◆ **WHAT NEEDS TO BE DONE**
Restate verbatim the span of lines below between the line with "mark the clarinet | one pin per instance." and the line with "mark the white sneaker", including those two lines, and only that span.

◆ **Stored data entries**
* * * * *

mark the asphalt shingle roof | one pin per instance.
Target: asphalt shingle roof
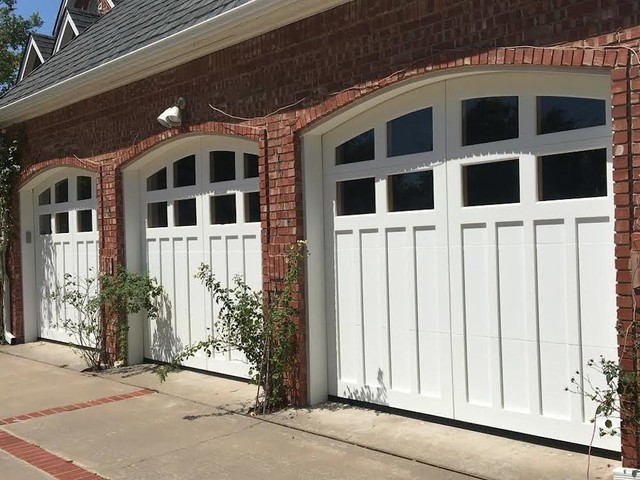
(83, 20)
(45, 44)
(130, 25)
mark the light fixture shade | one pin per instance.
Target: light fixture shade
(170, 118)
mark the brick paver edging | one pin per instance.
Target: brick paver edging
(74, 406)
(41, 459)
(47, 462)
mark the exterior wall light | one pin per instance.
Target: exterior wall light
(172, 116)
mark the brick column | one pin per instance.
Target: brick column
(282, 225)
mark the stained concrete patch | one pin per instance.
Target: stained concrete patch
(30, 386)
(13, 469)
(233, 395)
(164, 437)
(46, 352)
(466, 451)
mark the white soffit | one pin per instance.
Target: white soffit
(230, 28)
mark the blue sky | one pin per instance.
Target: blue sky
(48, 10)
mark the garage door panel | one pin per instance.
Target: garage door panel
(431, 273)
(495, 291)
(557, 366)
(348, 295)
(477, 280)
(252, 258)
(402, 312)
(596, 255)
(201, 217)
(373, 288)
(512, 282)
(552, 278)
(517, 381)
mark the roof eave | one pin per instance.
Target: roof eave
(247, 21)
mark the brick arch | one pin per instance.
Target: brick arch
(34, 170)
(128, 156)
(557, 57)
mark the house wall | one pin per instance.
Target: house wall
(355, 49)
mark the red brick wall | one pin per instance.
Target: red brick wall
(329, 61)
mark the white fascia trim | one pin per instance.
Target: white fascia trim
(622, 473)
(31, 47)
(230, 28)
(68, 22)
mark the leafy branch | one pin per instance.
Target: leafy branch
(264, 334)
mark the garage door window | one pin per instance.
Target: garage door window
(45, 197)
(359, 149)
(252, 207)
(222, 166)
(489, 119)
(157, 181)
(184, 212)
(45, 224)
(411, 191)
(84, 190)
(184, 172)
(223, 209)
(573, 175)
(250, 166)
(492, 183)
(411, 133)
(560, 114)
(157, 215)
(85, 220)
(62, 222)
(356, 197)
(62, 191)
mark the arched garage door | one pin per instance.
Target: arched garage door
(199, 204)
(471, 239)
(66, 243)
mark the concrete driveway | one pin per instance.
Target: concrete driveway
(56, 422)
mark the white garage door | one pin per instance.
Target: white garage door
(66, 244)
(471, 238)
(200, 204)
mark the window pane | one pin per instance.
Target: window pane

* * * * *

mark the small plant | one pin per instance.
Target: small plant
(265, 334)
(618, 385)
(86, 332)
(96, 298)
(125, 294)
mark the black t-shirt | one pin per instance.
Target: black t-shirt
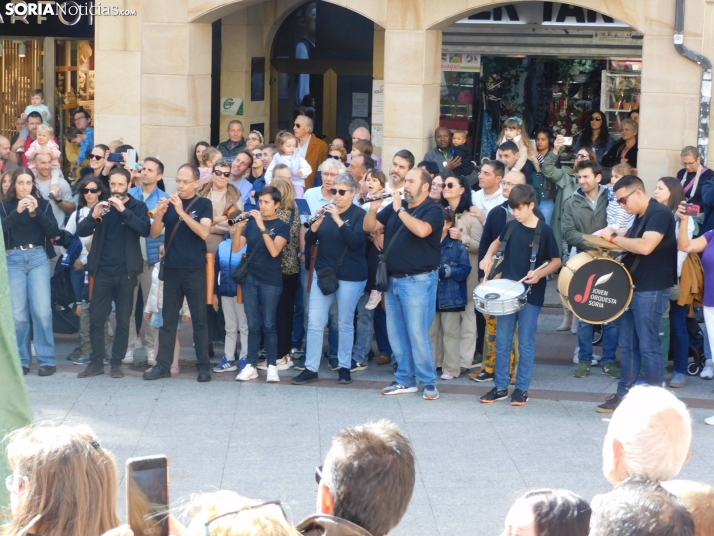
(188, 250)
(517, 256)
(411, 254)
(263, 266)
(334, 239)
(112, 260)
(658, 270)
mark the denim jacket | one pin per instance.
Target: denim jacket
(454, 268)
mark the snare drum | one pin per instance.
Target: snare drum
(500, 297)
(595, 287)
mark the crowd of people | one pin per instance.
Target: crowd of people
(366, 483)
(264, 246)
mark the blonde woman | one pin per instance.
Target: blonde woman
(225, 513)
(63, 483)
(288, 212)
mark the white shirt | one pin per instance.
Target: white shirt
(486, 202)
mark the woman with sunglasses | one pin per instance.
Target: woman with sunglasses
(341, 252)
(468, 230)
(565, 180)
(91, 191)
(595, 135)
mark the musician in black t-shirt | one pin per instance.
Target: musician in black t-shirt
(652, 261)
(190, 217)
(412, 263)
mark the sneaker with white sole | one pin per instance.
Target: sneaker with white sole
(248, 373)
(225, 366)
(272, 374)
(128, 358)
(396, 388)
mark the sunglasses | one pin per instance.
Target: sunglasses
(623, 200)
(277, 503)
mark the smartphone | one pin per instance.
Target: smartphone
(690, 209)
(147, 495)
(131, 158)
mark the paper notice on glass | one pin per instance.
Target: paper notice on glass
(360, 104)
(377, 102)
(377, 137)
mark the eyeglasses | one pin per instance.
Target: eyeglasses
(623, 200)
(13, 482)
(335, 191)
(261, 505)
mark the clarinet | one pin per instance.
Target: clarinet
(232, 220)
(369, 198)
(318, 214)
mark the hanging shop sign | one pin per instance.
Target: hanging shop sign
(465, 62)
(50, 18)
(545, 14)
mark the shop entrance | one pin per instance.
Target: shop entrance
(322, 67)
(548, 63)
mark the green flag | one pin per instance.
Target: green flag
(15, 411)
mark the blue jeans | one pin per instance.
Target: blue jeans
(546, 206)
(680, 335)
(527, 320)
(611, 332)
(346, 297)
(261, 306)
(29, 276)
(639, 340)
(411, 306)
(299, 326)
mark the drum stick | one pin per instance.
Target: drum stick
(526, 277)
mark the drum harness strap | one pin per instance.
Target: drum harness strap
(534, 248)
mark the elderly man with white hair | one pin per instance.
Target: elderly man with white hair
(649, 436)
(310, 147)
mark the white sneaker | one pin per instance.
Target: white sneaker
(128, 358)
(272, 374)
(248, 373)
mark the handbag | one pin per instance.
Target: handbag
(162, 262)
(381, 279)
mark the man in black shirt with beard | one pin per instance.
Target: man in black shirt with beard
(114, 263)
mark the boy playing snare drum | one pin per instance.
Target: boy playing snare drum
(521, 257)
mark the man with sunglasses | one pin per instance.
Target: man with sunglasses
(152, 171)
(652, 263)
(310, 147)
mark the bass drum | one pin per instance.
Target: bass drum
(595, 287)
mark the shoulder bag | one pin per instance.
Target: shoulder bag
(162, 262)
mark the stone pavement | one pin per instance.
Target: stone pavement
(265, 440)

* * * * *

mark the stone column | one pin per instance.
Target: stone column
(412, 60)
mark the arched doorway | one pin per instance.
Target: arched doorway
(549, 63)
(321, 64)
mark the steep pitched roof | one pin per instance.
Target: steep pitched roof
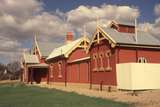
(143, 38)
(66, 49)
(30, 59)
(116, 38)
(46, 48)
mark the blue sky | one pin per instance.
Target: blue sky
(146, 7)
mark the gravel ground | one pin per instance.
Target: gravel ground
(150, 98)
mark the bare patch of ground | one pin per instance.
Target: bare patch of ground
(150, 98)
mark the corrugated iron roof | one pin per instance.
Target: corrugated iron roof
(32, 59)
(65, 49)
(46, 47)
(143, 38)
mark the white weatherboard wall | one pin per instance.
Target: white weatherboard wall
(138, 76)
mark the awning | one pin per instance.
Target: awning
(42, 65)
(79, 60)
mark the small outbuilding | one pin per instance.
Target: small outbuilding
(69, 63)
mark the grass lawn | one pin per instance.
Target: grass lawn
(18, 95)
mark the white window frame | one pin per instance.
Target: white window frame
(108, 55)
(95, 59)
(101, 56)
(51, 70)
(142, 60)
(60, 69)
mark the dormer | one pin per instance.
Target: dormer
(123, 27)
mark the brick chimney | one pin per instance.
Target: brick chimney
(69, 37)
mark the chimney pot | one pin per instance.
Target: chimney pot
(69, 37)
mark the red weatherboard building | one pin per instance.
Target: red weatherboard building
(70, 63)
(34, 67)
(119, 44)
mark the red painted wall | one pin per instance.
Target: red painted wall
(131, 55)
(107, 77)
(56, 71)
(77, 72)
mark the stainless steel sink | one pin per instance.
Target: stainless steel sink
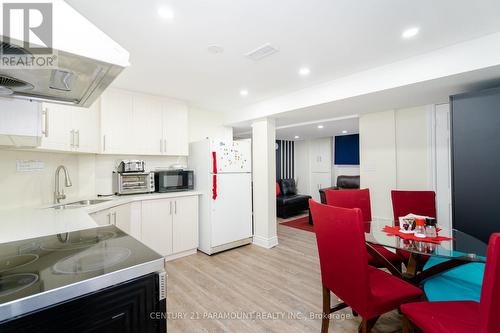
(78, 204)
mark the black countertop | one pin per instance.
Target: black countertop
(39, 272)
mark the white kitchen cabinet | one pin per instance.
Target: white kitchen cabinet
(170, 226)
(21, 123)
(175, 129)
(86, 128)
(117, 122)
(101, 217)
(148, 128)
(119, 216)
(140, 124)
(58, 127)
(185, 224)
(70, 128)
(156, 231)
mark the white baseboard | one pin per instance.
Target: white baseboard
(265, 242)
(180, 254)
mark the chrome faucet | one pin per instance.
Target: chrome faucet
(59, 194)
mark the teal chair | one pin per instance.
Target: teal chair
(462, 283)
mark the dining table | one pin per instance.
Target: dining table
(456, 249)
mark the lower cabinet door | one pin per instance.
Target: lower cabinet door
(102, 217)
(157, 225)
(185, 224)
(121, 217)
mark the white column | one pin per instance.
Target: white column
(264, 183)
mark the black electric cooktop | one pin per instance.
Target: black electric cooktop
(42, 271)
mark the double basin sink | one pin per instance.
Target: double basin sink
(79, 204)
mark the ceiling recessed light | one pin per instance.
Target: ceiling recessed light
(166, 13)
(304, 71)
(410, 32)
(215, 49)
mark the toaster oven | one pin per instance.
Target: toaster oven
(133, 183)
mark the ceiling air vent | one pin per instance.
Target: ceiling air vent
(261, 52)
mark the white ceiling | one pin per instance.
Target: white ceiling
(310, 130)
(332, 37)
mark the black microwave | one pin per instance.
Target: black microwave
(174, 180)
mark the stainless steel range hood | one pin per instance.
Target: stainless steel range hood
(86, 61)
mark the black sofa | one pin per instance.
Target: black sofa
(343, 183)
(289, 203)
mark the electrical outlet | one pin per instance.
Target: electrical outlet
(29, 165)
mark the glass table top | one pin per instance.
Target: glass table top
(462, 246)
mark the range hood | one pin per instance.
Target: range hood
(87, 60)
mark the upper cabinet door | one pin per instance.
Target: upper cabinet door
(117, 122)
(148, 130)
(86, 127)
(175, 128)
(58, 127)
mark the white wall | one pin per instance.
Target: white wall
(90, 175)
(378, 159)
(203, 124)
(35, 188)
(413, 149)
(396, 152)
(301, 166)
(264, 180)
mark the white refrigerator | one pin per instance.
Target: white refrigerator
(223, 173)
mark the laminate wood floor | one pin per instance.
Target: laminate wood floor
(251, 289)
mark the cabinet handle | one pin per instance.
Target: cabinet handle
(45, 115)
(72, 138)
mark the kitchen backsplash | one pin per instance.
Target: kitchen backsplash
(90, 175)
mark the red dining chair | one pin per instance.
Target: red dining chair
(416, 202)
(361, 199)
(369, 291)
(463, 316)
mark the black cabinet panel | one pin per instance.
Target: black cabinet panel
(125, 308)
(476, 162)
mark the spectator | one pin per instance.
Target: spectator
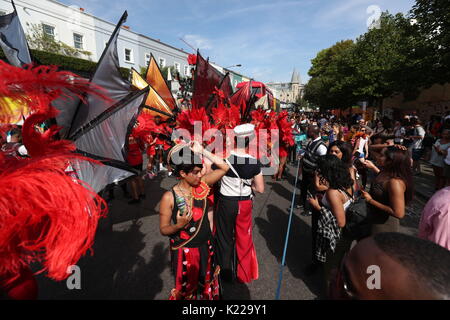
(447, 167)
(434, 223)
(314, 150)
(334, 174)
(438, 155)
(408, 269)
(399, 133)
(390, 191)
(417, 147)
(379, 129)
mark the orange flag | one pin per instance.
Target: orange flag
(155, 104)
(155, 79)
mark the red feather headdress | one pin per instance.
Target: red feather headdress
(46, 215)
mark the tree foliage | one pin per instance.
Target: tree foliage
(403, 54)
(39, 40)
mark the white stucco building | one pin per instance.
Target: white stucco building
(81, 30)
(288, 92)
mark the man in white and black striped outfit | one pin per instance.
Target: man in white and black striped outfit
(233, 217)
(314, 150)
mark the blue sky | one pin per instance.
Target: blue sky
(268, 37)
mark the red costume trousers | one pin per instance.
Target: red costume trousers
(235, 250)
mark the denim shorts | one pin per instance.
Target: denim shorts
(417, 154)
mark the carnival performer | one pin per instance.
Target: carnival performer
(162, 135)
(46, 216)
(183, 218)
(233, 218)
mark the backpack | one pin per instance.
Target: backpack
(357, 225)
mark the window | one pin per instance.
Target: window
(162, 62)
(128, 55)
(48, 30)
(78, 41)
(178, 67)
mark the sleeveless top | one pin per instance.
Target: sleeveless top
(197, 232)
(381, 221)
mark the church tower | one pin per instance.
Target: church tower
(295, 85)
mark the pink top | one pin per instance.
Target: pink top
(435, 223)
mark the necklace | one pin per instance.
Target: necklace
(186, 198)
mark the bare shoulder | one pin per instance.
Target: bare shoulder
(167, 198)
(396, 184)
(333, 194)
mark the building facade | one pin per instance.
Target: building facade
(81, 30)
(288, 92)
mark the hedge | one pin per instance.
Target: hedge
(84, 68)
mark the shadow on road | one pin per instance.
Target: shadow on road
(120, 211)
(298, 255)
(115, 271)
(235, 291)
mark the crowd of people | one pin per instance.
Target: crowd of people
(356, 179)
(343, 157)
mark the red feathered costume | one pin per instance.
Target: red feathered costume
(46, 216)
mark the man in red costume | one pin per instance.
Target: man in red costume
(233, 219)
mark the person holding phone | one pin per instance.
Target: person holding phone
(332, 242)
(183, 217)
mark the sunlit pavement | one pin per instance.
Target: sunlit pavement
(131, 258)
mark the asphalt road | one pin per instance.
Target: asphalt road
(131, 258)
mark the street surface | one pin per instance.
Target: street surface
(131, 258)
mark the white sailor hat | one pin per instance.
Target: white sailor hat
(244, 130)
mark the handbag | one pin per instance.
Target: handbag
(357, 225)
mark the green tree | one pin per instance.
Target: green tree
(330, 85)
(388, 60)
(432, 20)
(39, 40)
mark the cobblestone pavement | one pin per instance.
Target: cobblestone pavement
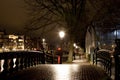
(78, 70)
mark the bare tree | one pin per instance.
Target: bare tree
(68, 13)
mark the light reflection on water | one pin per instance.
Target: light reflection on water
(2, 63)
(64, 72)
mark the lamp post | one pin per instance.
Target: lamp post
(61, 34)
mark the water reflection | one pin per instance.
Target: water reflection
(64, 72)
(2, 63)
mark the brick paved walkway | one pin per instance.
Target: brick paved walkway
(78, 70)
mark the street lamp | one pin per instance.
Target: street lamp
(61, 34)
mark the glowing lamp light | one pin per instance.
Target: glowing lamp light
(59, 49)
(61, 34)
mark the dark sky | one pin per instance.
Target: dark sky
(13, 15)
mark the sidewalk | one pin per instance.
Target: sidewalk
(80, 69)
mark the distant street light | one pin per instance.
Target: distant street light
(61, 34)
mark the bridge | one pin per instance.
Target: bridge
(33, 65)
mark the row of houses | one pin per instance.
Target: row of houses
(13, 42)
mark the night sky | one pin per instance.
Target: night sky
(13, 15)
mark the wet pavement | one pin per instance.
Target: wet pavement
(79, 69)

* * * * *

◆ **TASK RESPONSE**
mark the clarinet | one pin per instance.
Target: clarinet
(232, 220)
(369, 198)
(318, 214)
mark the hanging shop sign | one pin per instance.
Target: hanging shop sign
(465, 62)
(50, 18)
(545, 14)
mark the shop entrance | one pin per instance.
Target: shop entrance
(322, 67)
(548, 63)
mark the green flag | one pin per instance.
Target: green flag
(15, 411)
mark the blue jeans | one pin per instance.
Target: blue jeans
(546, 206)
(680, 335)
(527, 320)
(611, 332)
(346, 297)
(261, 306)
(29, 276)
(639, 340)
(411, 306)
(299, 326)
mark the drum stick | one pin per instance.
Target: drum stick
(526, 277)
mark the drum harness strap | one pin per instance.
Target: drum harness strap
(534, 248)
mark the elderly man with white hair | one pin per instance.
Target: elderly man with white hair
(649, 436)
(310, 147)
mark the white sneaker | one pin per instance.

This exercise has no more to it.